* Begin Data provided *
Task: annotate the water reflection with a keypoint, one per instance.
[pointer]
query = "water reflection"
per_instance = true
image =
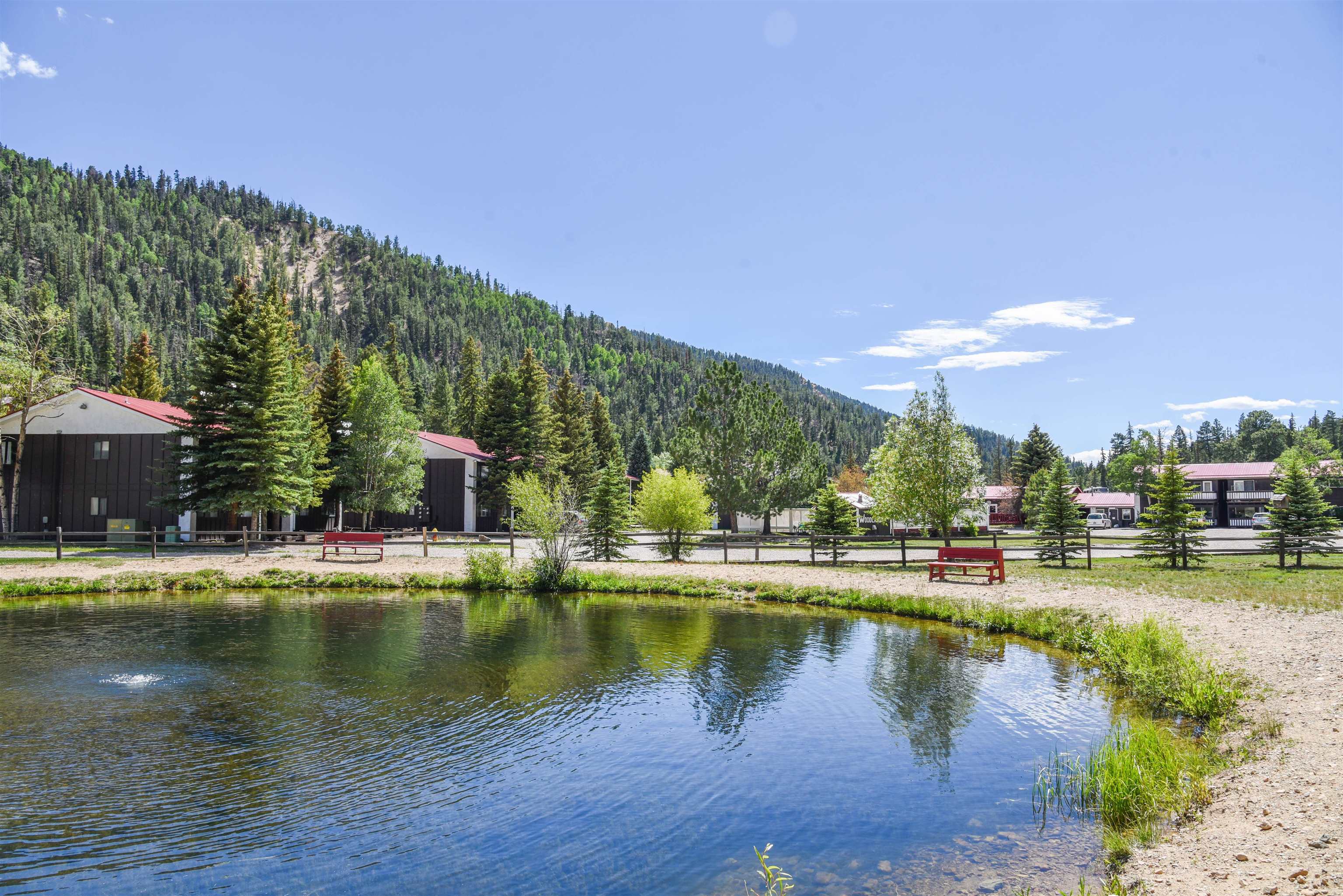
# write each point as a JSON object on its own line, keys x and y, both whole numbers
{"x": 493, "y": 745}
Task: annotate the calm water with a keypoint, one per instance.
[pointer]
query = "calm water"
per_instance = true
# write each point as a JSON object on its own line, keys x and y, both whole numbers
{"x": 485, "y": 745}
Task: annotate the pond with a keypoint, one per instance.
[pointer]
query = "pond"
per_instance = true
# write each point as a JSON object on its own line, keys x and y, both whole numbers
{"x": 430, "y": 743}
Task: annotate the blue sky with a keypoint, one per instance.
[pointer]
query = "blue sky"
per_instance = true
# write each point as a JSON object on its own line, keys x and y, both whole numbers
{"x": 1083, "y": 214}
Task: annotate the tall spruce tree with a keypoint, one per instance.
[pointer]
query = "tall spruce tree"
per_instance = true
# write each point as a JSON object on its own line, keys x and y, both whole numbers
{"x": 1302, "y": 522}
{"x": 609, "y": 515}
{"x": 606, "y": 442}
{"x": 470, "y": 390}
{"x": 1060, "y": 524}
{"x": 140, "y": 377}
{"x": 833, "y": 515}
{"x": 440, "y": 409}
{"x": 641, "y": 461}
{"x": 573, "y": 434}
{"x": 1172, "y": 527}
{"x": 1036, "y": 453}
{"x": 534, "y": 407}
{"x": 499, "y": 432}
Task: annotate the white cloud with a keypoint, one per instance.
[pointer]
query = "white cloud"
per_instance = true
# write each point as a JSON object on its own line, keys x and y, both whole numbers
{"x": 932, "y": 340}
{"x": 1247, "y": 403}
{"x": 1075, "y": 313}
{"x": 24, "y": 66}
{"x": 986, "y": 361}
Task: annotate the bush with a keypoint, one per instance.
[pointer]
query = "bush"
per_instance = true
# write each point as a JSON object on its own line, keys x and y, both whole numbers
{"x": 488, "y": 570}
* End Data provided *
_What you are asked to do_.
Take the line with "Task: annotate the white" and all lines after it through the end of the records, and write them out exactly; include nothing else.

_Solution for this problem_.
Task: annotate the white cloud with a keypoint, one per instance.
[pointer]
query = "white cloud"
per_instance = true
# write each point as a JSON object on its own line, keys x and y, both whole numbers
{"x": 932, "y": 340}
{"x": 1247, "y": 403}
{"x": 1075, "y": 313}
{"x": 24, "y": 66}
{"x": 986, "y": 361}
Task: annotate the bush with a keypoint, one per instance.
[pointer]
query = "bush"
per_instance = true
# write each point as a JSON object on its own line, keys x and y, both whole numbers
{"x": 488, "y": 570}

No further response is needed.